Keras同時用多張顯卡訓練網絡

原創

平原2018

2020-06-08 08:15

文章目錄

轉自：https://www.jianshu.com/p/db0ba022936f

References.

官方文檔：multi_gpu_model
以及Google

0. 誤區

目前Keras是支持了多個GPU同時訓練網絡，非常容易，但是靠以下這個代碼是不行的。

os.environ["CUDA_VISIBLE_DEVICES"] = "1,2"

當你監視GPU的使用情況（nvidia-smi -l 1）的時候會發現，儘管GPU不空閒，實質上只有一個GPU在跑，其他的就是閒置的佔用狀態，也就是說，如果你的電腦裏面有多張顯卡，無論有沒有上面的代碼，Keras都會默認的去佔用所有能檢測到的GPU。這行代碼在你只需要一個GPU的時候時候用的，也就是可以讓Keras檢測不到電腦裏其他的GPU。假設你一共有三張顯卡，每個顯卡都是有自己的標號的（0, 1, 2），爲了不影響別人的使用，你只用其中一個，比如用gpu=1的這張，那麼

os.environ["CUDA_VISIBLE_DEVICES"] = "1"

然後再監視GPU的使用情況（nvidia-smi -l 1），確實只有一個被佔用，其他都是空閒狀態。所以這是一個Keras使用多顯卡的誤區，它並不能同時利用多個GPU。

1. 目的

爲什麼要同時用多個GPU來訓練？
單個顯卡內存太小 -> batch size無法設的比較大，有時甚至batch_size=1都內存溢出（OUT OF MEMORY）

從我跑深度網絡的經驗來看，batch_size設的大一點會比較好，相當於每次反向傳播更新權重，網絡都可以看到更多的樣本，從而不會每次iteration都過擬合到不同的地方去Don’t Decay the Learning Rate, Increase the Batch Size。當然，我也看過有論文說也不能設的過大，原因不明… 反正我也沒有機會試過。我建議的batch_size大概就是64~256的範圍內，都沒什麼大問題。

但是隨着現在網絡的深度越來越深，對於GPU的內存要求也越來越大，很多入門的新人最大的問題往往不是代碼，而是從Github裏面抄下來的代碼自己的GPU太渣，實現不了，只能降低batch_size，最後訓練不出那種效果。

解決方案兩個：一是買一個超級牛逼的GPU，內存巨大無比；二是買多個一般般的GPU，一起用。
第一個方案不行，因爲目前即便最好的NVIDIA顯卡，內存也不過十幾個G了不起了，網絡一深也掛，並且買一個牛逼顯卡的性價比不高。所以、學會在Keras下用多個GPU是比較靠譜的選擇。

2. 實現

2.1 設計一個類

cite: parallel_model.py

import tensorflow as tf
import keras.backend as K
import keras.layers as KL
import keras.models as KM


class ParallelModel(KM.Model):
    """Subclasses the standard Keras Model and adds multi-GPU support.
    It works by creating a copy of the model on each GPU. Then it slices
    the inputs and sends a slice to each copy of the model, and then
    merges the outputs together and applies the loss on the combined
    outputs.
    """

    def __init__(self, keras_model, gpu_count):
        """Class constructor.
        keras_model: The Keras model to parallelize
        gpu_count: Number of GPUs. Must be > 1
        """
        self.inner_model = keras_model
        self.gpu_count = gpu_count
        merged_outputs = self.make_parallel()
        super(ParallelModel, self).__init__(inputs=self.inner_model.inputs,
                                            outputs=merged_outputs)

    def __getattribute__(self, attrname):
        """Redirect loading and saving methods to the inner model. That's where
        the weights are stored."""
        if 'load' in attrname or 'save' in attrname:
            return getattr(self.inner_model, attrname)

[收藏條目]
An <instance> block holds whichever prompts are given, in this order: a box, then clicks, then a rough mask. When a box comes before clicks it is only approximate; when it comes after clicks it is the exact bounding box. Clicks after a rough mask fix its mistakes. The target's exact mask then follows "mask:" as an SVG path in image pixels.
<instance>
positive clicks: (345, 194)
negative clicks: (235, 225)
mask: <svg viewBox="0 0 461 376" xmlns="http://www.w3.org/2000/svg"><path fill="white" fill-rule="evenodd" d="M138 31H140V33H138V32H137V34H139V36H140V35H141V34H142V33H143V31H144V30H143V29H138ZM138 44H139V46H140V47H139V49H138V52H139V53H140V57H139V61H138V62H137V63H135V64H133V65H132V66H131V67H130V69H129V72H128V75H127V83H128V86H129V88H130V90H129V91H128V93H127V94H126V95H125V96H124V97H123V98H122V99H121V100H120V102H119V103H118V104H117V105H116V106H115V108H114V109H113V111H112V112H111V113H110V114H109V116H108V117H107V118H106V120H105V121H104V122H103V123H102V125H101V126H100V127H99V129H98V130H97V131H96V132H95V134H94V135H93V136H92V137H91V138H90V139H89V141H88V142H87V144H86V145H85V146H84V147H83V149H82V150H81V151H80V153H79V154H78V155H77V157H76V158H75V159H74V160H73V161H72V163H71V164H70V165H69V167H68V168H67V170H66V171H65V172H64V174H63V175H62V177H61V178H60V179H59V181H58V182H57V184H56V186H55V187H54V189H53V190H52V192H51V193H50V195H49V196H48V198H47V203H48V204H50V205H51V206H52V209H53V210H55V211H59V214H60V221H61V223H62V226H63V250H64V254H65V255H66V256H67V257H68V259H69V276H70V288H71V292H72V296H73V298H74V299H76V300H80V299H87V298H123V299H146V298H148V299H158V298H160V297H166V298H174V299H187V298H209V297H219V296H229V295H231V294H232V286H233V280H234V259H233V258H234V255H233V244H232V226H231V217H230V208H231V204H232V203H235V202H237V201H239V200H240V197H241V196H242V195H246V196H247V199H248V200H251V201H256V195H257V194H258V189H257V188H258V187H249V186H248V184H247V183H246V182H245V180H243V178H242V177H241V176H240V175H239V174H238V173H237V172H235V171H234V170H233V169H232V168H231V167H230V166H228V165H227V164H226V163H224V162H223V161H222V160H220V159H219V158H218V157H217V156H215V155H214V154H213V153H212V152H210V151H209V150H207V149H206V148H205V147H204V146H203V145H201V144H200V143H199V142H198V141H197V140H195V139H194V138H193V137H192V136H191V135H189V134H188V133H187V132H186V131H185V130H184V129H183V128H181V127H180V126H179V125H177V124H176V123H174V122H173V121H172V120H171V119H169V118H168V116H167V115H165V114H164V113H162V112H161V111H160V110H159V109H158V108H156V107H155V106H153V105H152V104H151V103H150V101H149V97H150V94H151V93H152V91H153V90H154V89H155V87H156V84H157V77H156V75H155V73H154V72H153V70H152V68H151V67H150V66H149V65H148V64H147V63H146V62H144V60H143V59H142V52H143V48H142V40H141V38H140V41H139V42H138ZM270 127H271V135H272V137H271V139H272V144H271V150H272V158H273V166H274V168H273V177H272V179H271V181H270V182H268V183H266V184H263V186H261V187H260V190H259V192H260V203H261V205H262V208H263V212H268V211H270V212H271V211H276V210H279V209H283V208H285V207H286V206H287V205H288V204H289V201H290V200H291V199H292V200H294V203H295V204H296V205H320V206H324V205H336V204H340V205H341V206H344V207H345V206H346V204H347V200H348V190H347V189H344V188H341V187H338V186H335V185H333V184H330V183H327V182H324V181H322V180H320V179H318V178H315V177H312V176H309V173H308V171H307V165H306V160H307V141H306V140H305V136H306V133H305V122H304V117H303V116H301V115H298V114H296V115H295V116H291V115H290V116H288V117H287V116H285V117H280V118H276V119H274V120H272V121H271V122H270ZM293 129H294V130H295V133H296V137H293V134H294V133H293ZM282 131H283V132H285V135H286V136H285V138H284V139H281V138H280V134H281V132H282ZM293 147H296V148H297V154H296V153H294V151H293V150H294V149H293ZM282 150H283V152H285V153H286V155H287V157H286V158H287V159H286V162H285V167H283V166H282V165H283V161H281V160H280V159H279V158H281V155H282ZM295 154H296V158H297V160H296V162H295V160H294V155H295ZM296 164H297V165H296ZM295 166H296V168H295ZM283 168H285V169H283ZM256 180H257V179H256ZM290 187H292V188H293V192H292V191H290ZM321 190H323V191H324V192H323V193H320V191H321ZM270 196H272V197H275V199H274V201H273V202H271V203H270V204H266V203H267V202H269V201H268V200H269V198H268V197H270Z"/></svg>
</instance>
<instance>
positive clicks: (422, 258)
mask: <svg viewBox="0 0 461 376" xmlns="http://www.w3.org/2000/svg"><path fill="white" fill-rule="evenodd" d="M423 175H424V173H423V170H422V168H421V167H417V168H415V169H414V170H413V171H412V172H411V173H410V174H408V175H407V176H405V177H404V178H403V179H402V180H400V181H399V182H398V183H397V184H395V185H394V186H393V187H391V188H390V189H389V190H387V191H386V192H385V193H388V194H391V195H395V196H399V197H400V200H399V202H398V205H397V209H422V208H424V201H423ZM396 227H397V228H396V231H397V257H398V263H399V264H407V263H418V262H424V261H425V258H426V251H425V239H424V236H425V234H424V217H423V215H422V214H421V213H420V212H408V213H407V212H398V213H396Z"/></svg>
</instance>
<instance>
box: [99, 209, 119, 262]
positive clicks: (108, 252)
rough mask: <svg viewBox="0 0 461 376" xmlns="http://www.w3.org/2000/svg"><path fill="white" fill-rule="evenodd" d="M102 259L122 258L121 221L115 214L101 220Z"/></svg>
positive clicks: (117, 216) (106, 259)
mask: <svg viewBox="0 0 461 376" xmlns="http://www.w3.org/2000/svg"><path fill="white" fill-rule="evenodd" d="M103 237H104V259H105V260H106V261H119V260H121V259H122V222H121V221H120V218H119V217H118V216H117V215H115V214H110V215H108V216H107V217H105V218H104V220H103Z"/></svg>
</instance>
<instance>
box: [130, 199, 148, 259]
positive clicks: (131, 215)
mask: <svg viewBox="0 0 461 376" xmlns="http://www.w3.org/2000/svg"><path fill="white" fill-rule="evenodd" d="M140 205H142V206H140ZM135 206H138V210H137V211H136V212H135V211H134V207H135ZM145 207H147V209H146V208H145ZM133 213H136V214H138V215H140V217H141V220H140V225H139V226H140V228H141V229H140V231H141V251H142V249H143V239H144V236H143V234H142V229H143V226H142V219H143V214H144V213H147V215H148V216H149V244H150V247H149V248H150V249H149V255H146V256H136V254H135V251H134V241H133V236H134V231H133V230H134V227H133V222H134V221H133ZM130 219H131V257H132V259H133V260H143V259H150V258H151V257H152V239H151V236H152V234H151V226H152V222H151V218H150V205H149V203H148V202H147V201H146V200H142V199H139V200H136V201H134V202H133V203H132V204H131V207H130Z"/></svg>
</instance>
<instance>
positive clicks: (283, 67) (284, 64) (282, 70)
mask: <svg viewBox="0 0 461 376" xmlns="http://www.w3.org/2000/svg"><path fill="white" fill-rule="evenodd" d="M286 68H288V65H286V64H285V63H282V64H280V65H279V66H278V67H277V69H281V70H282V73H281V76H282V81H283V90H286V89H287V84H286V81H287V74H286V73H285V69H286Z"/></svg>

任務要求
判斷下面三句話跟這篇講Keras多顯卡訓練的文章說的是否一致，每句答「是」或「否」，並原封不動引出文中起決定作用的字句。
1. 只要寫上os.environ["CUDA_VISIBLE_DEVICES"] = "1,2"，多個GPU就會一起跑。
2. 作者建議把batch_size設在64到256之間。
3. 作者覺得買一張頂級顯卡比用多張普通顯卡更好。

作答結果
1. 否：「實質上只有一個GPU在跑，其他的就是閒置的佔用狀態」
2. 是：「我建議的batch_size大概就是64~256的範圍內，都沒什麼大問題。」
3. 否：「第一個方案不行」